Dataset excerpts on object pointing
━━━━━━━━━━

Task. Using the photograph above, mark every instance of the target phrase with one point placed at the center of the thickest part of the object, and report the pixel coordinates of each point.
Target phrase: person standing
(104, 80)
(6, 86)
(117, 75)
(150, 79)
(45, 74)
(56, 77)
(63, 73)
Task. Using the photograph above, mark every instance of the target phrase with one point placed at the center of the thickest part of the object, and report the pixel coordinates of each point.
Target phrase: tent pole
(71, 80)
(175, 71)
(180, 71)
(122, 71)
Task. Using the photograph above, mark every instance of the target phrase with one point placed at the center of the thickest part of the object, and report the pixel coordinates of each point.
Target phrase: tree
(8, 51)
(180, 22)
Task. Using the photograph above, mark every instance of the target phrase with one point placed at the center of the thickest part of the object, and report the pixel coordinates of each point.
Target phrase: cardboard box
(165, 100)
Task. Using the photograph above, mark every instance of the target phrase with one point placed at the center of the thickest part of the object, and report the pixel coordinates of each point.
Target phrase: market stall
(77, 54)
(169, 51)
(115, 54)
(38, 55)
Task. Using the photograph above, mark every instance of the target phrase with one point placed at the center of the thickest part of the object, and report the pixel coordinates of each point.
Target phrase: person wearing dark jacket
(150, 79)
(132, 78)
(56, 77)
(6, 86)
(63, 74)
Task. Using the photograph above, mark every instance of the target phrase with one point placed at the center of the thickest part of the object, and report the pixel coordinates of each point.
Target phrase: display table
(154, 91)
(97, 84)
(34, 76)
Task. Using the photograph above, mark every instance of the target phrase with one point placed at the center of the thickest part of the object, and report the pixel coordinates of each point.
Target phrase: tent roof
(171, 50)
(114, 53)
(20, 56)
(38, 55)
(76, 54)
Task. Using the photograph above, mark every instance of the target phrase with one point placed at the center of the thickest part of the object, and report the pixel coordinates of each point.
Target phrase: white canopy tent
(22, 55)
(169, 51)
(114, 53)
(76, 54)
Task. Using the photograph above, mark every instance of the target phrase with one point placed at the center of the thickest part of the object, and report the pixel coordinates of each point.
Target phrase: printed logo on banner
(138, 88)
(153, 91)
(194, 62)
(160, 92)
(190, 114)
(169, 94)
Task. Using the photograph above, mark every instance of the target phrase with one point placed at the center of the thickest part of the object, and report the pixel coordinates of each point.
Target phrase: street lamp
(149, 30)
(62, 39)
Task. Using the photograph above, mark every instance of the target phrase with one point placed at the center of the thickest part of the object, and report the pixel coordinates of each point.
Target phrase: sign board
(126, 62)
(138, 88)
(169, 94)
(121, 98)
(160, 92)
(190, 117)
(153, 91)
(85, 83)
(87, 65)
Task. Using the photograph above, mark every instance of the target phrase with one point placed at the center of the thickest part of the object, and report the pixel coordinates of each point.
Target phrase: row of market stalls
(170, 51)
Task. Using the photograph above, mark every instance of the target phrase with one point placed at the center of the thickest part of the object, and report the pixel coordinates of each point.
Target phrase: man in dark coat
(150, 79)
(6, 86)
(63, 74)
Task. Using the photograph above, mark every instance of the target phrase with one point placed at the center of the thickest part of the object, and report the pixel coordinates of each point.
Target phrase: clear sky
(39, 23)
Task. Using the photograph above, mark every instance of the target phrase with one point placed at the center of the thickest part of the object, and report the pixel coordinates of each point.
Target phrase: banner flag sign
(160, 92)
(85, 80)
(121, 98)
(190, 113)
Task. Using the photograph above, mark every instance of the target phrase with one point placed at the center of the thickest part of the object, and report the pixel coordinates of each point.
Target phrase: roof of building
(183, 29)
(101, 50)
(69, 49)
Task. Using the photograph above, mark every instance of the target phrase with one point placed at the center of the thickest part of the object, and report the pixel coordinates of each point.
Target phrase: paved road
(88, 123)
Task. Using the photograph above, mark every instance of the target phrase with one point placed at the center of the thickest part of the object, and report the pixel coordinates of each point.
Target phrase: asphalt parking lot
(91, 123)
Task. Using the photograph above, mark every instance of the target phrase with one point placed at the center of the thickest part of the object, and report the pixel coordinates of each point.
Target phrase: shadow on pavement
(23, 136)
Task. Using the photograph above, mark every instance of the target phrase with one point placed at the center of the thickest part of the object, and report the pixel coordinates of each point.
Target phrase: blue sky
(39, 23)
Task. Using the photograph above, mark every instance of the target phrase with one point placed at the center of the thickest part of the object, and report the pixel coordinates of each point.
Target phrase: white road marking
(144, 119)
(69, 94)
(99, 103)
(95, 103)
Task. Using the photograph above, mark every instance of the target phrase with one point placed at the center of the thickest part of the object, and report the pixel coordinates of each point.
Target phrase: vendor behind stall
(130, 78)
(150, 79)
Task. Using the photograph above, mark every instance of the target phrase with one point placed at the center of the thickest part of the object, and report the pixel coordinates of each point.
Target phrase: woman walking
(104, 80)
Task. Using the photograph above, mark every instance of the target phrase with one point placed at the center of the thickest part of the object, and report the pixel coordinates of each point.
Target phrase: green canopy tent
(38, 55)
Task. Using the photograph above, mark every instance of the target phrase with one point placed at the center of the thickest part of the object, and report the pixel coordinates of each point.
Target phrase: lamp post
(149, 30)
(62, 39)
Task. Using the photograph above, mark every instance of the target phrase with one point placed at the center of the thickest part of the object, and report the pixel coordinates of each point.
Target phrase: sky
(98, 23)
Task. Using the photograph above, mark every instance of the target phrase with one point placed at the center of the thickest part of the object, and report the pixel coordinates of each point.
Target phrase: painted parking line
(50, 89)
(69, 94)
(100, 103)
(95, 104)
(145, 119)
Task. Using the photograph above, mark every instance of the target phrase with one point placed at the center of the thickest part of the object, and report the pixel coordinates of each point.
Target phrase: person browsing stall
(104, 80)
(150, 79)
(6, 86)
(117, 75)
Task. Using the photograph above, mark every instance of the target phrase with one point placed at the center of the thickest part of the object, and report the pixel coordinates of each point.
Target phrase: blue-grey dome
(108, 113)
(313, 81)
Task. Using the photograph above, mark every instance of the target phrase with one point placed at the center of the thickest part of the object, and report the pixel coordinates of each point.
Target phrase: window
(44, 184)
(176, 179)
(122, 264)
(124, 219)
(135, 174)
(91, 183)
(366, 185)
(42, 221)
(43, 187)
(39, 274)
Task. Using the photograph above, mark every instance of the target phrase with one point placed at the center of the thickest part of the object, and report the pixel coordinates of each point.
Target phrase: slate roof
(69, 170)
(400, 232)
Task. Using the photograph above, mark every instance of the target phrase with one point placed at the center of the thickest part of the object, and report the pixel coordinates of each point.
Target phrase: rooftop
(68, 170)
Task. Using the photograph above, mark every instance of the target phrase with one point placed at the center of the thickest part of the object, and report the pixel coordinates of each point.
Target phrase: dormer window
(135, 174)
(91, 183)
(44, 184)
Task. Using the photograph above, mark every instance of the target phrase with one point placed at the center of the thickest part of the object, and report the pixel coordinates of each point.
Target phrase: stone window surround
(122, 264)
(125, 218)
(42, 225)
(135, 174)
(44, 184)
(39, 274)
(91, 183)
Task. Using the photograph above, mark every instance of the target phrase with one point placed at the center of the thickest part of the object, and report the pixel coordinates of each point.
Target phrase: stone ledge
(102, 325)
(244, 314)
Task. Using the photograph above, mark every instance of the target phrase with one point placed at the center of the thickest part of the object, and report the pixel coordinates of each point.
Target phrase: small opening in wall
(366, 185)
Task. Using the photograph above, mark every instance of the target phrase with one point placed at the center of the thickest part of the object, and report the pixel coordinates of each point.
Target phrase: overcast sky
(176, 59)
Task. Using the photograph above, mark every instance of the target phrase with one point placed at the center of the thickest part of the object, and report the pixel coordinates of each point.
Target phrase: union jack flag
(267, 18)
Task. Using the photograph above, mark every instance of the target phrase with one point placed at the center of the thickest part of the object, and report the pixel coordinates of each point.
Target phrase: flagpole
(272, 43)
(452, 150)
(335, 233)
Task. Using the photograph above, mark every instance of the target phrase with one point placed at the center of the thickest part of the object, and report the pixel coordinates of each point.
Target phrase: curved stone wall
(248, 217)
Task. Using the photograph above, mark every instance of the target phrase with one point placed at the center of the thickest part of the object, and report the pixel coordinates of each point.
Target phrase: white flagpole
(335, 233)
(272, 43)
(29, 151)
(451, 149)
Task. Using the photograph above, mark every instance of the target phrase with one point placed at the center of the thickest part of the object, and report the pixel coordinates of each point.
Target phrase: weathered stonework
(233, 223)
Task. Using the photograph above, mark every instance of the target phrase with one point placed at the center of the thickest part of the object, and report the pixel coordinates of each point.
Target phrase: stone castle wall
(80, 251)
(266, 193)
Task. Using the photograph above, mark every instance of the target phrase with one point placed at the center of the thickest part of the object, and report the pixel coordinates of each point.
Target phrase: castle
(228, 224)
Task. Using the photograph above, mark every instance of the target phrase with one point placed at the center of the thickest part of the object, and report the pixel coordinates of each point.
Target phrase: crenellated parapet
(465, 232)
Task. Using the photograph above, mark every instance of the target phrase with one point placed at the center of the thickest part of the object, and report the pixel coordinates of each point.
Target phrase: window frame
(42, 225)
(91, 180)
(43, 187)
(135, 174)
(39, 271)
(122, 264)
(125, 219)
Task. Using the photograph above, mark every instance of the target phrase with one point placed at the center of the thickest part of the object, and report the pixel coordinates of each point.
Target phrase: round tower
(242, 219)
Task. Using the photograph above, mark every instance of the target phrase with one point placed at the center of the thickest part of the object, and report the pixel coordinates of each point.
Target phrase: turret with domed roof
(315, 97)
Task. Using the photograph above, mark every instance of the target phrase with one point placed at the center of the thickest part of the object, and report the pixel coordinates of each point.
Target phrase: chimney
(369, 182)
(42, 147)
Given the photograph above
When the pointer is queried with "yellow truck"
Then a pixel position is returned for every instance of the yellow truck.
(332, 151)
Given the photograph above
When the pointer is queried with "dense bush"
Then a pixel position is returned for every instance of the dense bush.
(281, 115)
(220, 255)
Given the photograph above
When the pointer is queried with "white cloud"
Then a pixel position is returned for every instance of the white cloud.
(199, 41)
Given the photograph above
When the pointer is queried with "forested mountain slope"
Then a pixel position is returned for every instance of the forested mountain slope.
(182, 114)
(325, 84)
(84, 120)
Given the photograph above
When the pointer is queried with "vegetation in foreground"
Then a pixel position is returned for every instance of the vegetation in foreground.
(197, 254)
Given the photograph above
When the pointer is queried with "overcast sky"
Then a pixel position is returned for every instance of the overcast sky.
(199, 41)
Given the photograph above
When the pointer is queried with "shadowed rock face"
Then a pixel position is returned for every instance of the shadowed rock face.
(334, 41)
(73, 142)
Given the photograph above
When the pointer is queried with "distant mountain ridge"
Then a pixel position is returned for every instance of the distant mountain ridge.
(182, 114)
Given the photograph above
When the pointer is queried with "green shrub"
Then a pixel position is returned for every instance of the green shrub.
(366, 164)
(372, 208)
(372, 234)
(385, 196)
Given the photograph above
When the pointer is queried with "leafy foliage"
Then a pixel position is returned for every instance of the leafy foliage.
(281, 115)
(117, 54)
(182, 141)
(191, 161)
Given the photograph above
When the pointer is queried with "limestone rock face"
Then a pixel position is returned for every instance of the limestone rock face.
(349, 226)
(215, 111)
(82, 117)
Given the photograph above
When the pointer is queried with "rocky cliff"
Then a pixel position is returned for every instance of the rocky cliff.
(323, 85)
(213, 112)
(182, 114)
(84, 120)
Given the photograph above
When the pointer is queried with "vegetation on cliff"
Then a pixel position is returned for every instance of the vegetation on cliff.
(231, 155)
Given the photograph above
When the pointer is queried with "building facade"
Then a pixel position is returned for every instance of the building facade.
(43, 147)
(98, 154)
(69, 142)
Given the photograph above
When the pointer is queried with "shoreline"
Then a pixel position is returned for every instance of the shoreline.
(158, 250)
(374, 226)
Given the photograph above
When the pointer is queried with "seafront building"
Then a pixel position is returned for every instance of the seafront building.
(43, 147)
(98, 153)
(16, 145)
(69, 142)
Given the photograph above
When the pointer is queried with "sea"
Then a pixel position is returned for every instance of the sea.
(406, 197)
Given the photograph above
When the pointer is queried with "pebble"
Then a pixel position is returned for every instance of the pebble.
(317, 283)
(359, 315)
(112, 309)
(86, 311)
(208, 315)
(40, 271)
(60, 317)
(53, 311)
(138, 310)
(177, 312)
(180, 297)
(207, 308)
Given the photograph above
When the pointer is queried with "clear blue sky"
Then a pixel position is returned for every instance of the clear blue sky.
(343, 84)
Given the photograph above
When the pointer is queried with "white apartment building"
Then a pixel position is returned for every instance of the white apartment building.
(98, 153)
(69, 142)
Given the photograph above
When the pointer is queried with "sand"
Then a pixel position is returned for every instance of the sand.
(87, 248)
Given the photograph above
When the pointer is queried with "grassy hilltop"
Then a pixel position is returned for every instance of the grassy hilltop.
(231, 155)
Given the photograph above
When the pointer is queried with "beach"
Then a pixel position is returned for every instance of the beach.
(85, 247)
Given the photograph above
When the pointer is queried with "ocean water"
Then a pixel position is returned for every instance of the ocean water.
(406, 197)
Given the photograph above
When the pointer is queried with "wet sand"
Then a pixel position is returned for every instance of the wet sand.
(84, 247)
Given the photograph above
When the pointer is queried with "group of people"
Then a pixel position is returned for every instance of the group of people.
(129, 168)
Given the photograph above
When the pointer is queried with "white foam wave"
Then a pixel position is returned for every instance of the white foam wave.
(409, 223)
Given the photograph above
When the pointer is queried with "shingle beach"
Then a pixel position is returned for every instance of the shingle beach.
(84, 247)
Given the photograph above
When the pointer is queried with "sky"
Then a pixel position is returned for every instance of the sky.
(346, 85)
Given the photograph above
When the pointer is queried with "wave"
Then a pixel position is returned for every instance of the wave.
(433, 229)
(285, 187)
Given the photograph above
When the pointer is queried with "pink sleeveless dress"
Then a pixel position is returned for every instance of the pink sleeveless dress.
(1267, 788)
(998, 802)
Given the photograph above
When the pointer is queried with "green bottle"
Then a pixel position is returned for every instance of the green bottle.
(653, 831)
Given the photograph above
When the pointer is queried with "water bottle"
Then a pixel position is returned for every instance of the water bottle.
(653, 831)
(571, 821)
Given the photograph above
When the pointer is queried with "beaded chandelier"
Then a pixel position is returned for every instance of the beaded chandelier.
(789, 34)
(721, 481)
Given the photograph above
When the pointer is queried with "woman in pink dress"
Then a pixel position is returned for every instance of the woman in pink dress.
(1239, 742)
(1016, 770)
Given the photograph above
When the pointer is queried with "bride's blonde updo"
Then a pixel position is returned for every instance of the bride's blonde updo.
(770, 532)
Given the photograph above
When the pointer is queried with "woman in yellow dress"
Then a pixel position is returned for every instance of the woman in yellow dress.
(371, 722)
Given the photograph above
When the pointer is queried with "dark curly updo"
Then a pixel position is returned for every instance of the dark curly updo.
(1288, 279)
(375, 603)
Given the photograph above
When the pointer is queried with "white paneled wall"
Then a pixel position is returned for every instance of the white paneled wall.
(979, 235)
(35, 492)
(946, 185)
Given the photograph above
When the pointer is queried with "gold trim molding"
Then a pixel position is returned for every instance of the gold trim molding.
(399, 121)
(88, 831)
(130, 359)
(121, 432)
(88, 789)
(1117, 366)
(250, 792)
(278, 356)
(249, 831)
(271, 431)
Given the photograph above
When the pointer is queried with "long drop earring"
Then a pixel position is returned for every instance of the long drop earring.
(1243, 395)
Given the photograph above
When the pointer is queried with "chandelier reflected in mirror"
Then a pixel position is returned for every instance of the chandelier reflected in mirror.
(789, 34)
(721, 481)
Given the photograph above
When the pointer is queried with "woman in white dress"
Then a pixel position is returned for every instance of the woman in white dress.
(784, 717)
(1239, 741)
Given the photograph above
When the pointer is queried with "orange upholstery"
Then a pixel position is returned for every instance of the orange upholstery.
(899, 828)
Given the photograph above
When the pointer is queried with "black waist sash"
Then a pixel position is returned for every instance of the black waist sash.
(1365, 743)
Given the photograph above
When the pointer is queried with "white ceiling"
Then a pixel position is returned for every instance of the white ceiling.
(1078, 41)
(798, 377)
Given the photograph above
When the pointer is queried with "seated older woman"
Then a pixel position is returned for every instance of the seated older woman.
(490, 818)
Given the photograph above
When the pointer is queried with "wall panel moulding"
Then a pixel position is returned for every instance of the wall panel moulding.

━━━━━━━━━━

DIRECTION.
Extract every line of the records that contains the string "tent", matching case exactly.

REPLY TO THE TASK.
Target phrase: tent pole
Target phrase: tent roof
Target phrase: white canopy tent
Target phrase: green canopy tent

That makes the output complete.